## WRITTEN PROBLEM 1
Summarize the oil-price passage in two sentences.
## WRITTEN PROBLEM 2
Arrange the entries as a Markdown table with the columns Row and Line, one row per line, running from the start of the entries through the line with "column 164, row 415". Leave out blank lines.

## SELECTION
● ● ● ● ●

This is a politically understandable solution. But it sweeps aside more than two centuries of accumulated wisdom: that checks and balances are essential to markets, and that rules must be known in advance."
Here’s the link. I recommend reading all of the article: The Treasury Financial Complex

Joe from Carmel
asked what might help smooth out oil prices. Dan replied: “The way that I would approach it is to try and remove some of these financial instruments that have sort of moved the price so violently over the past couple of years. And that would include some of these commodity indexes that are run by a lot of the big funds out there. All of the institutional investors use them. Big pension plans use them. If you are a private wealth customer, you use them. They are run by Pimco, they’re OpCo; they’re run by Goldman Sachs, everyone has a few of them. They are an enormous amount of what’s going into the oil and other commodities markets right now.

And I’d also like to see a ban on some of these futures based commodity ETFs, which allow anybody basically set or help to set the price of something so critical as oil by buying some of these shares that look like a stock, but in fact, they translate into futures buying. And that’s what manipulates. It sends the price upwards and downwards. And we saw the effect of that over the course of the last week in silver and to a certain degree in oil. So you can see how violently some of these financial instruments can affect the price – both on the upside and the downside.

Brinker said:
“I don’t think I’ve ever seen a trade that got more crowded than the silver trade at the end of April. And it was inevitable. You knew what was going to happen, and it didn’t take long.”

Dan replied:
“You may have known what was going to happen, but also, they took 7 ½ billion dollars of retail customers and flushed it down a toilet in 3 days. Who’s going to answer for that? Somebody has to turn around and say maybe these things aren’t so great for us. Maybe we shouldn’t sell these things to people. They’re bad……”

Brinker interrupted:
“As you well know as a trader, Dan, a lot of those people in the silver market were trading in the futures market where you were required to put up less than 10-cents on the dollar and they were immediately liquidated and wiped out."

Dan said:
“When will we ever learn? This goes on time and time again. It’s simply those kinds of things that I want to see happen to the oil market where people don’t get involved in the frenzy of a commodity that starts to run away from them – put a life savings, or half a life-savings – you know I heard a guy literally on the train platform praying, please get silver back over 40 and I’ll sell and never do anything this stupid again.”

Brinker said:
“There’s nothing new under the sun. You live by the sword of speculation; you die by the sword of speculation.”

Dan said:
“With something so critical, something in an economy like ours where we’re trying to create jobs, move ourselves out of a recession, we’re trying to grow, to allow something so critical – you know 55 of all the stocks on the New York Stock Exchange have oil either as their primary or characteristic input. To have something that critical under that same kind of control or non-control, to me, requires a little bit more care than something like silver. In the end, people may lose money, but who really cares? Whether or not you are engaged in the silver trade, you’re engaged in the oil trade.”

● ● ● ● ●

(Entries from a point annotation set)
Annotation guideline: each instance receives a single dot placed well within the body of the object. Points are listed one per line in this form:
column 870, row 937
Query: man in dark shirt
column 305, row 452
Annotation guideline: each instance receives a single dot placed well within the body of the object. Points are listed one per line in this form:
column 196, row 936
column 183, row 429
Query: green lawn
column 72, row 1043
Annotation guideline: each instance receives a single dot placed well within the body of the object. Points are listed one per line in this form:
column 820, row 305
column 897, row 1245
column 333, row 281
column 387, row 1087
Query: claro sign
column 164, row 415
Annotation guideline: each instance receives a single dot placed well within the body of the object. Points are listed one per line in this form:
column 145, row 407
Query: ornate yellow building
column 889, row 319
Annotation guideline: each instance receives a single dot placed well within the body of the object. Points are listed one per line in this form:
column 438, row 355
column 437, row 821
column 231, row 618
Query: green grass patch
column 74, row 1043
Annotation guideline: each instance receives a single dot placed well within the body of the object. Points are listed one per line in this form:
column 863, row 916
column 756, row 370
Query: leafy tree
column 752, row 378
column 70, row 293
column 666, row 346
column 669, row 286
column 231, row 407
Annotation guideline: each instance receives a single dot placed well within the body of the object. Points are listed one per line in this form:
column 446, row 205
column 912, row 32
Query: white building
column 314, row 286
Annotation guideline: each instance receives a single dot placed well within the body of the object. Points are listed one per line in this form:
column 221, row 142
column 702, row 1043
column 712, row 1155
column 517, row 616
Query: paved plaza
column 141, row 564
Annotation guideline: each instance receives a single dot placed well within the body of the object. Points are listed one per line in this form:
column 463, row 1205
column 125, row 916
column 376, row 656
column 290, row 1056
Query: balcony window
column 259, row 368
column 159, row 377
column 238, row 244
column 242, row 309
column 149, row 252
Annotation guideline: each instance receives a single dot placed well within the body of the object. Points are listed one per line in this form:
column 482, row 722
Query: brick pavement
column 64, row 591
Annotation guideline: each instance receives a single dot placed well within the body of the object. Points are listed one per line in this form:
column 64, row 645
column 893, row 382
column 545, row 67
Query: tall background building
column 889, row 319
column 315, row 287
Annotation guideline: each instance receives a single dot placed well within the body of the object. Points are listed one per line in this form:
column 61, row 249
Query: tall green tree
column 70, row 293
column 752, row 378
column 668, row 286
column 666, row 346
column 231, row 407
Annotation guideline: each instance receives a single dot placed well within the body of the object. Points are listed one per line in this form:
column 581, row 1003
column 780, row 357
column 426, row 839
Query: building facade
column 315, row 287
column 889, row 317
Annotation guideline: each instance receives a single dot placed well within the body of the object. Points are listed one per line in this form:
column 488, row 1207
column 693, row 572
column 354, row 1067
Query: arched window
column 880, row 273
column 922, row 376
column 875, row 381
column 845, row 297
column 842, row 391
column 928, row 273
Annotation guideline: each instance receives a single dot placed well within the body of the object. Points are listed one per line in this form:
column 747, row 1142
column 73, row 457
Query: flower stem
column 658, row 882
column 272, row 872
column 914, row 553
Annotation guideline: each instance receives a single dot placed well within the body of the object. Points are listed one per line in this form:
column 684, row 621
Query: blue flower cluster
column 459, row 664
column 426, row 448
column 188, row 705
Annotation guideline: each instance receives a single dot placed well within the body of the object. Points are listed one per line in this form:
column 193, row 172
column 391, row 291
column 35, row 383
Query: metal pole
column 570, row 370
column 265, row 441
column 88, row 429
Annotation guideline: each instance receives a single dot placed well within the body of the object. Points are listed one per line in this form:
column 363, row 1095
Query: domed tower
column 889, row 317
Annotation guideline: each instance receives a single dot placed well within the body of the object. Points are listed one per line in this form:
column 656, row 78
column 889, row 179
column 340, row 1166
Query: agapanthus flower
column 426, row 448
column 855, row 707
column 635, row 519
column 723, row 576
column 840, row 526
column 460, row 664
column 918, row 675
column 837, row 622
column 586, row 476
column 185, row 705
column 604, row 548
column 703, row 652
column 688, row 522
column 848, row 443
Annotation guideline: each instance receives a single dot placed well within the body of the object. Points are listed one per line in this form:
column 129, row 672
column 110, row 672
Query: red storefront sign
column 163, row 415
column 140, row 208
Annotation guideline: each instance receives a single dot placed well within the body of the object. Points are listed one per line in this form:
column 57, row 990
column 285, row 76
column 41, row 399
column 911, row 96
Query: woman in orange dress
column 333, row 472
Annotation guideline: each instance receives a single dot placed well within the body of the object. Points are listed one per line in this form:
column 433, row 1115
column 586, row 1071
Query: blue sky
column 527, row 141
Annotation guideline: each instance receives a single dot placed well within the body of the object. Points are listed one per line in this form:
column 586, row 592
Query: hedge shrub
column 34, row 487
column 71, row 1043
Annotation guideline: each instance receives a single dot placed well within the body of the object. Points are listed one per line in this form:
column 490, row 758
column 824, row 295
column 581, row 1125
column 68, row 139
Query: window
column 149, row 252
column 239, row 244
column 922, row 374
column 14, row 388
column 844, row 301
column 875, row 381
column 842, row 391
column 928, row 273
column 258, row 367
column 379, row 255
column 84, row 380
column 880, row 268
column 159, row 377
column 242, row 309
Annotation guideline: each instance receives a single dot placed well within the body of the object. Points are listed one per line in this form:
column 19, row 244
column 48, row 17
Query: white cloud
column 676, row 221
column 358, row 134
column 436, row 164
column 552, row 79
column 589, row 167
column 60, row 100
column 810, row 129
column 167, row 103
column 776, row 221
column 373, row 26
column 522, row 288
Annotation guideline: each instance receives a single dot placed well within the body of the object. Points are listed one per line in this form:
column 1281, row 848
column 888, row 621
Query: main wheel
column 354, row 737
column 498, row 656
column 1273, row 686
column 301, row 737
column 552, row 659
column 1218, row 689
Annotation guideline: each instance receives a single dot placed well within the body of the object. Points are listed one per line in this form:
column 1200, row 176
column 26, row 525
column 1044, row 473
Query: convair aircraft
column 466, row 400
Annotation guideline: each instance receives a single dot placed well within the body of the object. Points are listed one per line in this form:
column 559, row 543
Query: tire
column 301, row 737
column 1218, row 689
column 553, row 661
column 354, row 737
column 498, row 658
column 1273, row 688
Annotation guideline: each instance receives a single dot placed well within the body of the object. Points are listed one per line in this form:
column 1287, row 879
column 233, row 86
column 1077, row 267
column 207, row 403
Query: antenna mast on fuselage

● ● ● ● ●

## WRITTEN ANSWER 1
Asked how oil prices might be smoothed out, Dan says he would remove financial instruments such as the commodity indexes run by big funds and ban futures-based commodity ETFs, which he says move prices violently in both directions. Brinker calls the silver trade the most crowded he has seen and says many traders who put up less than 10 cents on the dollar were wiped out, while Dan argues that oil is too critical to the economy to be left under that kind of control.

## WRITTEN ANSWER 2
| Row | Line |
|---|---|
| 1 | Annotation guideline: each instance receives a single dot placed well within the body of the object. Points are listed one per line in this form: |
| 2 | column 870, row 937 |
| 3 | Query: man in dark shirt |
| 4 | column 305, row 452 |
| 5 | Annotation guideline: each instance receives a single dot placed well within the body of the object. Points are listed one per line in this form: |
| 6 | column 196, row 936 |
| 7 | column 183, row 429 |
| 8 | Query: green lawn |
| 9 | column 72, row 1043 |
| 10 | Annotation guideline: each instance receives a single dot placed well within the body of the object. Points are listed one per line in this form: |
| 11 | column 820, row 305 |
| 12 | column 897, row 1245 |
| 13 | column 333, row 281 |
| 14 | column 387, row 1087 |
| 15 | Query: claro sign |
| 16 | column 164, row 415 |